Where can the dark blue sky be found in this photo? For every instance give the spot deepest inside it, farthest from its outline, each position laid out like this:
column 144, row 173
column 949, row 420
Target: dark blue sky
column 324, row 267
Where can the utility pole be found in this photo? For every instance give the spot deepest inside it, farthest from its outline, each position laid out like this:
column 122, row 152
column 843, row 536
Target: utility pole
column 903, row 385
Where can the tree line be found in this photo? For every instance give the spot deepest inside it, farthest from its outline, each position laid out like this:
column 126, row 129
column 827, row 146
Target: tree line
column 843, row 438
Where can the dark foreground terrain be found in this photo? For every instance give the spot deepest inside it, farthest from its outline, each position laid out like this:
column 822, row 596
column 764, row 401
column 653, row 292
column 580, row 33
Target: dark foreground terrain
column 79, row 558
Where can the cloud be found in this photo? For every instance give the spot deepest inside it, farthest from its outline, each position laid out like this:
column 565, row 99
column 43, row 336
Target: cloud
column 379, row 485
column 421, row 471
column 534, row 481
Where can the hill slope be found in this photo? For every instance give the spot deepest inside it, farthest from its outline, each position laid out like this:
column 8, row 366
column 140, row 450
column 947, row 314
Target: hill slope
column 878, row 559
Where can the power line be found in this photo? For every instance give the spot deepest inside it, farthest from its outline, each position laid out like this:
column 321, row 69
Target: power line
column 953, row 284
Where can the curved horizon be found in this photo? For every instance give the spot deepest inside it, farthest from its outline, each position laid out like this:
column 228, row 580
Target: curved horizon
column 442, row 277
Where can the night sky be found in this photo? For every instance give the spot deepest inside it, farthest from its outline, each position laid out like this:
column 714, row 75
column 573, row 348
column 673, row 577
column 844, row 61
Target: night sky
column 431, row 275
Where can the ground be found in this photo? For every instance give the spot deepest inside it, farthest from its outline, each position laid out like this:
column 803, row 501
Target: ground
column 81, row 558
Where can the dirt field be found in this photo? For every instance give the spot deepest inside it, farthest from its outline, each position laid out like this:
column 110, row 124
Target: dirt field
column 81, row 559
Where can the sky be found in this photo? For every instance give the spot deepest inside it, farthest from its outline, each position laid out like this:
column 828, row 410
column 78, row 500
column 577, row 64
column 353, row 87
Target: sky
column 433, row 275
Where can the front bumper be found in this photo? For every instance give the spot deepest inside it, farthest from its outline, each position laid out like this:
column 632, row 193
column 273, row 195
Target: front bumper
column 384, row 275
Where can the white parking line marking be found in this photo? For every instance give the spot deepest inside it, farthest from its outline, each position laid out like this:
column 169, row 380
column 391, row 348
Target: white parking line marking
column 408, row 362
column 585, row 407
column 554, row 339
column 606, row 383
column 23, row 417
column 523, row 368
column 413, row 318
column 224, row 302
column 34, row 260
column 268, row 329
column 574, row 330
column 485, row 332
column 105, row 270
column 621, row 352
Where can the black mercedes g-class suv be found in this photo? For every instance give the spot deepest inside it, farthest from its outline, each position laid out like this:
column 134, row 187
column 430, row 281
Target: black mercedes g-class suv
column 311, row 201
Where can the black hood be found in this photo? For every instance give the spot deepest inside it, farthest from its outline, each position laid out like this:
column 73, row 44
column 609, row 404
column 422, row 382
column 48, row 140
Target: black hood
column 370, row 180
=-=-=
Output the listing above without altering a single character.

* **EXPECTED OUTPUT**:
Where can the dark blue sky be found in this photo? For every instance give the spot deepest inside it, farthest from its outline, each position laid out like this:
column 144, row 173
column 949, row 420
Target: dark blue sky
column 324, row 267
Where can the utility pole be found in this photo? For every instance give the spot deepest inside it, farthest from its outline, each position laid out like this:
column 122, row 152
column 843, row 536
Target: utility pole
column 903, row 385
Where can the tree line be found in this photo? For every instance give the spot deepest inside it, farthest from its outline, each position laid out like this:
column 126, row 129
column 827, row 146
Target: tree line
column 843, row 438
Where can the dark foreground terrain be found in this photo? For every instance give the spot deepest inside it, farthest from its outline, each position laid out like this:
column 822, row 596
column 764, row 401
column 653, row 292
column 580, row 33
Target: dark foreground terrain
column 79, row 558
Where can the cloud be found in this photo? For every instance give the spot deepest inside it, farthest from its outline, each position laid out like this:
column 565, row 99
column 43, row 336
Target: cloud
column 379, row 485
column 421, row 471
column 534, row 481
Where can the hill slope be found in this photo? For every instance give the spot deepest inside it, farthest from its outline, each position laid out like this:
column 8, row 366
column 140, row 450
column 947, row 314
Target: hill slope
column 878, row 559
Where can the power line be found in this photo? For every instance give the spot deepest inside it, farthest from its outline, each position laid out like this:
column 321, row 69
Target: power line
column 953, row 284
Where can the curved horizon be found in this photo? For every instance give the spot deepest inside it, farthest from its outline, each position laid out like this:
column 228, row 580
Target: curved horizon
column 442, row 277
Where can the night sky be found in this photo? For every instance give the spot deepest inside it, farthest from its outline, each position laid out like this:
column 714, row 75
column 573, row 348
column 673, row 577
column 844, row 61
Target: night sky
column 431, row 275
Where can the ground be found in this photo? For every instance give the spot deepest inside it, farthest from its outline, each position laid out like this:
column 803, row 501
Target: ground
column 81, row 558
Where can the dirt field be found in this photo? For every instance give the spot deepest inside it, farthest from its outline, each position laid out like this:
column 110, row 124
Target: dirt field
column 81, row 559
Where can the sky be found in this photo? For every instance give the spot deepest inside it, farthest from its outline, each position laid out like this:
column 828, row 410
column 78, row 500
column 577, row 64
column 353, row 87
Target: sky
column 433, row 275
Where can the front bumper be found in this photo? For every instance give the spot deepest inside it, farthest from its outline, each position laid out like this:
column 632, row 193
column 273, row 195
Target: front bumper
column 384, row 275
Where can the white parking line marking be found in this photo? For every instance give the spot deepest inside it, farthest from its outline, each position laid out like this:
column 169, row 380
column 391, row 348
Target: white parking line marking
column 408, row 362
column 585, row 407
column 554, row 339
column 606, row 383
column 23, row 417
column 523, row 368
column 413, row 318
column 224, row 302
column 34, row 260
column 268, row 329
column 574, row 330
column 485, row 332
column 105, row 270
column 621, row 352
Where can the black mercedes g-class suv be found in this photo? For every instance give the spot deepest inside it, farthest from its outline, each position laid out like this:
column 134, row 187
column 430, row 281
Target: black mercedes g-class suv
column 311, row 201
Where can the black hood be found in this photo? For every instance give the spot deepest inside it, farthest from its outline, each position laid out like this:
column 73, row 44
column 609, row 404
column 422, row 382
column 48, row 140
Target: black hood
column 370, row 180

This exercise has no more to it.